Segment Open

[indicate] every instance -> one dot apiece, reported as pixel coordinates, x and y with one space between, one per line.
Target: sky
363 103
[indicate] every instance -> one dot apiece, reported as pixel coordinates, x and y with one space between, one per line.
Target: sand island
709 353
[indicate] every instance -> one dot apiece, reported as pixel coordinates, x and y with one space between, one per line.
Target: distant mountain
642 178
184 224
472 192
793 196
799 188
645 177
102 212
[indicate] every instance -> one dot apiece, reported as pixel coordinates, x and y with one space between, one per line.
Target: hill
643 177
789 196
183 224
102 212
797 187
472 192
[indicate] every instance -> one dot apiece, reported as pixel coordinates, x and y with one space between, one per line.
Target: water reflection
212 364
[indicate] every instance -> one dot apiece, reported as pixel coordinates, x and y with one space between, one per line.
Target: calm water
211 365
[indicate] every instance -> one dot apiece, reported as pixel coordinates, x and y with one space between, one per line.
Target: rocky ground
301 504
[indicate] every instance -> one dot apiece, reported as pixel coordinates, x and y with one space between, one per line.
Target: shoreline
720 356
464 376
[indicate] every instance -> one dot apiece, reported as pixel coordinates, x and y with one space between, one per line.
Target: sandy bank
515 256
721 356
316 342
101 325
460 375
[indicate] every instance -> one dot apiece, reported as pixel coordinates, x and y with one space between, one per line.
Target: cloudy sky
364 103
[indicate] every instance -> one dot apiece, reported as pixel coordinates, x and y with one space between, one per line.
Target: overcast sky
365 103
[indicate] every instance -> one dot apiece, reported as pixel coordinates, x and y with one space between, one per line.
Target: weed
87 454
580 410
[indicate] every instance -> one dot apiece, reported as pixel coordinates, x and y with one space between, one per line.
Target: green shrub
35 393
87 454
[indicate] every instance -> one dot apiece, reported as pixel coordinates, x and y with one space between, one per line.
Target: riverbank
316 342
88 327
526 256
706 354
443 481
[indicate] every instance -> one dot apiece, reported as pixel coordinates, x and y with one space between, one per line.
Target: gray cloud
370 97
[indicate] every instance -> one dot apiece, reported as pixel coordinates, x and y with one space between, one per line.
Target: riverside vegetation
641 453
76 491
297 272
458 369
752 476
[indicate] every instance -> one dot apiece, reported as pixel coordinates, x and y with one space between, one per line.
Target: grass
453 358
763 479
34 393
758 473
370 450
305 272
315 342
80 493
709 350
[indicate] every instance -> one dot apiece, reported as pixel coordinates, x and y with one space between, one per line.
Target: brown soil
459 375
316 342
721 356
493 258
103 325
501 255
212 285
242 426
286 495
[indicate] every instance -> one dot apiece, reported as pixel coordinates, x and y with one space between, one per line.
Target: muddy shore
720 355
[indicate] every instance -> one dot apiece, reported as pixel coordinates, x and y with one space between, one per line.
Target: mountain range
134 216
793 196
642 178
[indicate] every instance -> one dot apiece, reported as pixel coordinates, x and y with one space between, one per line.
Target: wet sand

Segment Closed

▶ **Requirement**
Your task is to reproduce all the data exactly as shown.

▶ **Response below**
[indicate] every instance -> one dot apiece, reported as pixel coordinates, x and y with one space between, one per line.
Target: sky
363 103
[indicate] every instance -> one dot apiece, reported as pixel coordinates, x and y with one space between, one per line.
Target: sand island
709 353
[indicate] every instance -> one dot apiece, reported as pixel coordinates, x and y with one space between, one per line.
Target: distant mountain
642 178
184 224
472 192
793 196
799 188
645 177
102 212
[indicate] every instance -> one dot apiece, reported as pixel coordinates, x and y with one space between, one per line.
Target: hill
643 177
789 196
183 224
102 212
797 187
472 192
[indicate] every instance -> one dot apiece, reported as pixel coordinates, x and y with one space between, one per line.
Target: water reflection
212 364
[indicate] every instance -> one dot apiece, reported as pixel coordinates, x and y with one space between, one per line.
Target: calm water
211 365
[indicate] every instance -> one dot apiece, reported as pixel coordinates, x and y with one space between, one per line.
Target: rocky ground
301 504
[indicate] every instance -> one dot apiece, reported as pixel coordinates, x and y with one space between, one per line.
Target: shoreline
720 356
464 376
[indicate] every instance -> one dot apiece, reported as pixel coordinates, x and y with one space between, one per line.
Target: sandy bank
515 256
721 356
316 342
101 325
460 375
[indicate] every instance -> one dot apiece, reported as pixel coordinates, x and y with one space between, one per line.
Target: cloudy sky
364 103
[indicate] every instance -> one dot apiece, reported as pixel coordinates, x and y with one space between, one per line.
Target: overcast sky
365 103
[indicate] every instance -> one dot apiece, reported as pixel coordinates, x and y with one space between, one per line.
Target: weed
87 454
580 410
[indicate] every instance -> one dot apiece, reported as pixel coordinates, x and y with one space between, one per line.
Target: green shrub
35 393
87 454
[indicate] every instance -> one dot apiece, reported as pixel coordinates, x and y with one space between, one per line.
Target: riverbank
316 342
88 327
526 256
706 354
443 481
[indicate] every instance -> one dot apiece, reported as pixel coordinates, x and y with one space between, one per line.
Target: gray cloud
370 97
[indicate] every instance -> one dot apiece, reported as pixel coordinates, x and y with one space between, one per line.
Target: riverside vegetation
641 453
76 491
297 272
458 369
752 476
[indicate] every instance -> one dot apiece, reported as pixel coordinates, x and y with one space between, one per line.
Target: grass
453 358
763 479
34 393
758 473
370 450
305 272
315 342
80 493
709 350
[indicate] every instance -> one dot apiece, reported as pixel coordinates, x and y with one space between, one per line.
Target: brown soil
459 375
316 342
721 356
493 258
103 325
501 255
212 285
242 426
286 495
[indicate] every instance -> one dot apiece, reported as pixel coordinates, x and y with one space between, one per line.
Target: muddy shore
720 355
[indicate] every instance -> one dot apiece, reported as pixel coordinates, x and y with one space between, one per line.
Target: mountain range
134 216
793 196
642 178
[indicate] every instance -> one dot apiece, reported as pixel coordinates, x and y with one space between, one per line.
Target: wet sand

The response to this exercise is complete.